**REQUIRED WORK**
**1.** In the commentary passage on God hewing the people by the prophets, what translation of the first line do some propose by pointing the consonants differently?
**2.** Extend the commentary passage on God hewing the people by the prophets, picking up after its final sentence.

‘Therefore have I hewed them by the prophets,

I have slain them by the words of my mouth.'

It was because of this shallowness revealed in their attitudes that God had in the past sent His prophets (Moses, Samuel, Elisha, Elijah, Micaiah, Jonah, Amos, etc) to ‘hew them down' like trees falling before the lumberjacks. And because of that same shallowness He had slain them with the words of His mouth, both by making them shudder before Him (compare Exodus 20:18; Deuteronomy 4:10; Deuteronomy 4:33; Deuteronomy 4:36; Deuteronomy 5:4; Deuteronomy 5:22) and by His word of power bringing disasters upon them.

For it had been necessary for Him in the past, having provided His covenant with its demanding stipulations, to send His fiery prophets to seek to apply that covenant permanently to the people, but now He wanted them to know that, as their own history demonstrated, His efforts had failed. And it left Him not knowing what He could do next. Of course, as He will go on to point out, He did know, for things had reached a situation where the only solution was devastation and exile. So by bringing out the past by these words the current situation in Israel was being connected with the failures of that past.

Some, by pointing the consonants in a different way, would translate the first line as, ‘therefore have I hewed them by My fear-inspiring speech' on the basis of linguistic discoveries at Ugarit. This would possibly provide a better parallel, but the overall emphasis is the same.

**INFORMATION PROVIDED**

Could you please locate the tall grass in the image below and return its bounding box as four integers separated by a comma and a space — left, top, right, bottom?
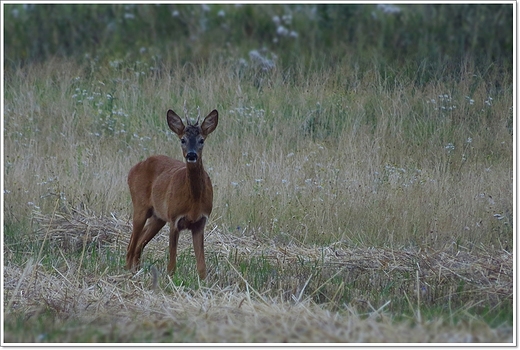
3, 6, 514, 341
5, 54, 512, 249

**LIST OF ANSWERS**
**1.** ‘Therefore have I hewed them by My fear-inspiring speech.'

**2.**
‘And my judgment will go forth as the light (or ‘as the sun', the ‘greater light' of Genesis 1:15).'

Using the same consonants as the MT but repointing (the pointing is not a part of the original text) YHWH now points out that because of their failure in covenant faithfulness and covenant love He is about to send forth His judgment which will come on them in the same way as the sun (or the morning light) causes the night to disappear. Thus like their covenant love, they themselves will soon ‘go early away'. Unlike the morning mist the sun (or period of light) lasts throughout the day, an indication of the certainty of God's purposes. For the Hebrew word for ‘light' being used to denote the ‘sun' compare Judges 5:31, and see also Habakkuk 3:4.

The MT (Masoretic Text) reads, ‘your judgments are as the light (sun) which goes forth'. In that case ‘your judgments' speaks of ‘the judgments which have come upon you', and sees them as being as permanent and effective as the sun. But the original Hebrew text was simply composed of consonants with no joins between the words, and the reading suggested above is a translation of the MT consonants divided up in a slightly different way, using different vowel sounds. (The vowel signs were provided by the Masoretes some centuries after the coming of Christ and are therefore not an essential part of Scripture).